• [WHAT YOU ARE ASKED TO DO]: Render the material as a numbered list, starting at the line containing "Please locate the duck brown" and ending with the last line of the material, and leave out any blank lines.
[START DATA EXCERPTS]
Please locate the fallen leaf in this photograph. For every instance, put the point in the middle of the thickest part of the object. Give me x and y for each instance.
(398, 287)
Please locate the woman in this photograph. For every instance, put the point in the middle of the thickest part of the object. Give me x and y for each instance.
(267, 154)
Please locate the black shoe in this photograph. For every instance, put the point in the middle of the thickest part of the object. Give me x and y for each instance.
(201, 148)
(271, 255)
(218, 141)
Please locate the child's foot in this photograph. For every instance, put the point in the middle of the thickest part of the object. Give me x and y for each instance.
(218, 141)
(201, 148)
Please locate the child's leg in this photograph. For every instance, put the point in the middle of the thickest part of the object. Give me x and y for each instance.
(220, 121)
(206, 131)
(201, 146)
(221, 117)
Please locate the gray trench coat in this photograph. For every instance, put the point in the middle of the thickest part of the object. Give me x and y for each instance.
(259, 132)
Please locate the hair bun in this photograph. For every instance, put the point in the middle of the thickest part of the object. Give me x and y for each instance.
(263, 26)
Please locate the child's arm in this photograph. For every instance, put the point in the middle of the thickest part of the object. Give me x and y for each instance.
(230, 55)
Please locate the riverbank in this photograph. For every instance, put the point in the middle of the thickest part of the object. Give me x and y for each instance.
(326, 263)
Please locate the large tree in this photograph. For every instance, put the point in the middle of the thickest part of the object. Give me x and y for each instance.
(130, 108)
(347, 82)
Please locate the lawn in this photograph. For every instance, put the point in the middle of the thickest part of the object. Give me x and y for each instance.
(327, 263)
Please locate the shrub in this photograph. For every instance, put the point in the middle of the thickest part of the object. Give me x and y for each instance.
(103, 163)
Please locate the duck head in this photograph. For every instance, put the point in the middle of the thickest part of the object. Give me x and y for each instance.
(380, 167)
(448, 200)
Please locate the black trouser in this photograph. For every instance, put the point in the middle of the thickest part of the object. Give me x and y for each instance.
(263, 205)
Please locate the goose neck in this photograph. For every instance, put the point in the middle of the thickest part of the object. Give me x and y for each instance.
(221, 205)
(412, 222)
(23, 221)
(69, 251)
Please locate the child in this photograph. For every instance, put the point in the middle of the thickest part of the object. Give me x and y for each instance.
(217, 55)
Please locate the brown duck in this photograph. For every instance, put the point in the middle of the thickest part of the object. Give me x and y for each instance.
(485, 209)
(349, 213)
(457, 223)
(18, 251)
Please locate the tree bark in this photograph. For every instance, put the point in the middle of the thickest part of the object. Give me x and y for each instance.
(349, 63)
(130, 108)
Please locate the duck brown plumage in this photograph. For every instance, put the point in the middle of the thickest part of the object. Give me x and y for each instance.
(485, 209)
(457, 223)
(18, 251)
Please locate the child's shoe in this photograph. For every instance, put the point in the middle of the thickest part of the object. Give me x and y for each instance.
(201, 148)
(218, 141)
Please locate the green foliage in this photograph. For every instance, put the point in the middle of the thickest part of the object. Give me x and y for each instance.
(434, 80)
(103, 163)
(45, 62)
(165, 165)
[END DATA EXCERPTS]
• [SOLUTION TO THIS PROBLEM]:
1. Please locate the duck brown plumage in this photograph. For every instance, put the point in the middle of the thickest part of the object. Give me x and y for each instance.
2. (485, 209)
3. (457, 223)
4. (18, 251)
5. Please locate the child's shoe in this photograph. For every instance, put the point in the middle of the thickest part of the object. Give me x and y for each instance.
6. (201, 148)
7. (218, 141)
8. Please locate the green foliage in this photograph. For every instance, put the point in the middle of the thickest part of the object. Give me x and y for each instance.
9. (434, 80)
10. (103, 163)
11. (45, 62)
12. (165, 165)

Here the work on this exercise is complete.